WHAT YOU NEED TO DO:
1 - Reproduce the passage of the text on infrastructure investment decisions below that opens with the words containing "The two programmes" and closes with "potentially inter-generational impacts.".
2 - According to the text on infrastructure investment decisions below, how long did it take to set up the application process for the Shovel-Ready Programme?

Ministers should balance the need to act quickly with appropriate processes to support value for money, transparency, and accountability when making major investment decisions, the Auditor-General says.
The report Making infrastructure investment decisions quickly examines the processes that were used to make funding decisions under two major infrastructure investment programmes announced by the Government in 2020: the $12 billion New Zealand Upgrade Programme (NZUP) and the $3 billion Shovel-Ready Programme (SRP). Their significance was underlined by the then Prime Minister, who described NZUP as “a once-in-a-lifetime opportunity to invest in New Zealand”.
The two programmes were developed at speed, with Ministers feeling that they had to act urgently and make early announcements to respond to significant economic uncertainty both before, and because of, the Covid-19 pandemic. The process to identify projects and announce funding for NZUP projects took only a few months. Setting up the application process for the SRP took only weeks.
The Auditor-General decided to look at how the Government made these infrastructure investment decisions because of the speed of the decision-making, the scale of the investments, and their long-term and potentially inter-generational impacts.
For the NZUP, agencies were given high-level direction and were expected to quickly provide lists of projects that Ministers could announce. At several points, officials advised Ministers of risks to value for money (including potential costs overruns and delays). However, it is unclear how Ministers assessed or managed these risks when approving projects.
“In some circumstances, decisions need to be made quickly, and processes might need to be adapted,” says Auditor-General John Ryan. “However, careful consideration is needed to ensure that trade-offs between good process and speed are proportionate to the scale and significance of investment and its risk.”

STORED DATA:

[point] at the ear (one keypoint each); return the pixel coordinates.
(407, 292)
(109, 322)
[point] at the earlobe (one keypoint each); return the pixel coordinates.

ANSWERS GIVEN:
1 -
The two programmes were developed at speed, with Ministers feeling that they had to act urgently and make early announcements to respond to significant economic uncertainty both before, and because of, the Covid-19 pandemic. The process to identify projects and announce funding for NZUP projects took only a few months. Setting up the application process for the SRP took only weeks.
The Auditor-General decided to look at how the Government made these infrastructure investment decisions because of the speed of the decision-making, the scale of the investments, and their long-term and potentially inter-generational impacts.

2 - It took only weeks.